*** EXERCISE MATERIAL Section Begins ***
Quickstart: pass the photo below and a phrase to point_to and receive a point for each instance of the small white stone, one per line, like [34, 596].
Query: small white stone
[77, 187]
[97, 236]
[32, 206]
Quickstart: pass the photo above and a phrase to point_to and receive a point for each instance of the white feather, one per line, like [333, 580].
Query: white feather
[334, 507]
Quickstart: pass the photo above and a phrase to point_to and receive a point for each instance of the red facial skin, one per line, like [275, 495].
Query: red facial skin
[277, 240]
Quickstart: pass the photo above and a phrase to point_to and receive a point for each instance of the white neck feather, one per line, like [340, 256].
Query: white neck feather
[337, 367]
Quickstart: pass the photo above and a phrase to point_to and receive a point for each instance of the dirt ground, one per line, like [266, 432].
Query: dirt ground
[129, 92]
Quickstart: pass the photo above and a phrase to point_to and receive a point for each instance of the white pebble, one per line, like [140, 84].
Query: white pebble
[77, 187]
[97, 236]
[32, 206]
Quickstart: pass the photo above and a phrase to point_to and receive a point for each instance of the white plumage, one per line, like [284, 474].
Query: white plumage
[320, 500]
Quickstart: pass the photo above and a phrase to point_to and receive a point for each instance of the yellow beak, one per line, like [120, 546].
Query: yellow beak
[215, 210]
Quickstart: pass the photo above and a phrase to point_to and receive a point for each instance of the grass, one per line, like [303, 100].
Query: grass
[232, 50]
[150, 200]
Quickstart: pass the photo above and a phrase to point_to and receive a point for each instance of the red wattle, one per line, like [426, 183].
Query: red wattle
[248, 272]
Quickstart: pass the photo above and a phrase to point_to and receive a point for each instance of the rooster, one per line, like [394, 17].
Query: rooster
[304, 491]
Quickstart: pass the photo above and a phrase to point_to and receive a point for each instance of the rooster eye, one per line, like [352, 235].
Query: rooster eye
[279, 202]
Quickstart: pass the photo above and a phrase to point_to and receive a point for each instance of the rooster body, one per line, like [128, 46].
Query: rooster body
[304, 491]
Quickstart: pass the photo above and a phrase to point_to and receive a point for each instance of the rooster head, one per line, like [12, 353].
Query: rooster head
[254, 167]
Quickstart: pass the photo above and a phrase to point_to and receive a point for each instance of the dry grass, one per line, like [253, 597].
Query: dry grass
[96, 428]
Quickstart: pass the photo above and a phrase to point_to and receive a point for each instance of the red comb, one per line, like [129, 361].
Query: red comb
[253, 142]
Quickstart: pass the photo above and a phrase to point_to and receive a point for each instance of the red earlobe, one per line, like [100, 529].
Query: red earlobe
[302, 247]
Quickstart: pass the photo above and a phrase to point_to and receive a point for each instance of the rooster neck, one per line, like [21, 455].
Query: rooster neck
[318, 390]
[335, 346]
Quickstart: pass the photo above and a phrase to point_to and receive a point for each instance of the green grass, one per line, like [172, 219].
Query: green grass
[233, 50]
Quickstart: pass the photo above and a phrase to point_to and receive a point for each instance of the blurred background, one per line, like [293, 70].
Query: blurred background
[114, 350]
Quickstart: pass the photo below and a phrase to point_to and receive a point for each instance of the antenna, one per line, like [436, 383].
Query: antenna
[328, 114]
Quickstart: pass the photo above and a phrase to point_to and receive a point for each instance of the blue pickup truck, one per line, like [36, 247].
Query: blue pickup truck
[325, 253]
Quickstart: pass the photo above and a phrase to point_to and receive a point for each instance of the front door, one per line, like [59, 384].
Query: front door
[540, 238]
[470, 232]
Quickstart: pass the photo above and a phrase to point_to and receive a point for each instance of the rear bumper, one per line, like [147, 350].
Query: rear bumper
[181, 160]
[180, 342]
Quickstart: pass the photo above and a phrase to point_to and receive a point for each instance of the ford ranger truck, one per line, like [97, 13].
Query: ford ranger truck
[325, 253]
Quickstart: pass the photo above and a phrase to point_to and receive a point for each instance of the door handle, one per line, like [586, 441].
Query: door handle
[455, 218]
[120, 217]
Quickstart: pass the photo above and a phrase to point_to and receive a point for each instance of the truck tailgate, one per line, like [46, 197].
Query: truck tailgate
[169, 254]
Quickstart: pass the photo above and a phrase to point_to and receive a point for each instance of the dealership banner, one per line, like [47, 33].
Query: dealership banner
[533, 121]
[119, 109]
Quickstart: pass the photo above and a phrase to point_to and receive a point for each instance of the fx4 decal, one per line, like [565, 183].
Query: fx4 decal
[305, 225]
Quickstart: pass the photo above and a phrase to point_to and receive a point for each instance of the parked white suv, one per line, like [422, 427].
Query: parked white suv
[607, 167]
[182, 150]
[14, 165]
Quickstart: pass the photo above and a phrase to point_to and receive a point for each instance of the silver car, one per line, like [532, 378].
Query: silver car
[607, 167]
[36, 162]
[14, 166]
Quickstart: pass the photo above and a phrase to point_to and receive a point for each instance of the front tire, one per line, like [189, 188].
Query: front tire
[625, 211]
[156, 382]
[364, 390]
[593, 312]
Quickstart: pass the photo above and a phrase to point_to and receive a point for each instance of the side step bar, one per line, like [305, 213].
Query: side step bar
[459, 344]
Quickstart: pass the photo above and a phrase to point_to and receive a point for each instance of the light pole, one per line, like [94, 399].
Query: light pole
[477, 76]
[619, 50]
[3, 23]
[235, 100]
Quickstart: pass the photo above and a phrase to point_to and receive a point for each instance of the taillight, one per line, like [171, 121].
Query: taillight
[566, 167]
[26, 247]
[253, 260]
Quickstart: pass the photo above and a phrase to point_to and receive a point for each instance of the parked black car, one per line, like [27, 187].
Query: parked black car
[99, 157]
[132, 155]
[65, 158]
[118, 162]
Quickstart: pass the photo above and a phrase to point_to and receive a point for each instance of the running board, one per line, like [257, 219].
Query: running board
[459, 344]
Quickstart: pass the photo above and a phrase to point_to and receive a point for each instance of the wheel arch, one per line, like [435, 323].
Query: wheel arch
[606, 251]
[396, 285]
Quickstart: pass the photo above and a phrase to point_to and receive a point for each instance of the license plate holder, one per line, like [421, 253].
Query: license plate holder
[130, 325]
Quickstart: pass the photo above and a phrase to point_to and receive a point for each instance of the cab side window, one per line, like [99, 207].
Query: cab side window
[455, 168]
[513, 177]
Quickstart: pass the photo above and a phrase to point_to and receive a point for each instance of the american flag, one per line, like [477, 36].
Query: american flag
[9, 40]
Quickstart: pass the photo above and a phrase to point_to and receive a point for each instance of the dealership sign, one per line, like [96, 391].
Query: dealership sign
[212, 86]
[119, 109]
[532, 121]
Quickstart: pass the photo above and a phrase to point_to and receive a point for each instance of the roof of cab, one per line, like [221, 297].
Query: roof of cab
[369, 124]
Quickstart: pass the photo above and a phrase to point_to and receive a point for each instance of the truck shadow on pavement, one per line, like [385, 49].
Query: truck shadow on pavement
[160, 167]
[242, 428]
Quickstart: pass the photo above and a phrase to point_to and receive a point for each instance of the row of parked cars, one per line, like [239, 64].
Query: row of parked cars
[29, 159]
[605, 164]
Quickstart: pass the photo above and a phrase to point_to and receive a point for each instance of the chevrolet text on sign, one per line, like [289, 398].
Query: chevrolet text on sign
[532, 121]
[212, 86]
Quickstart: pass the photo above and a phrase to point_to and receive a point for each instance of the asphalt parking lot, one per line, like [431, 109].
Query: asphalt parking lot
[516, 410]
*** EXERCISE MATERIAL Section Ends ***
Using the entries above, return each line in which the word "below" occurs.

Quickstart: pass the photo below and a phrase to point_to and receive a point for each instance of the small white stone, one per line, like [34, 596].
Quickstart: pass the photo below and a phrase to point_to and receive a point for each instance of the antenna, one per line, like [436, 383].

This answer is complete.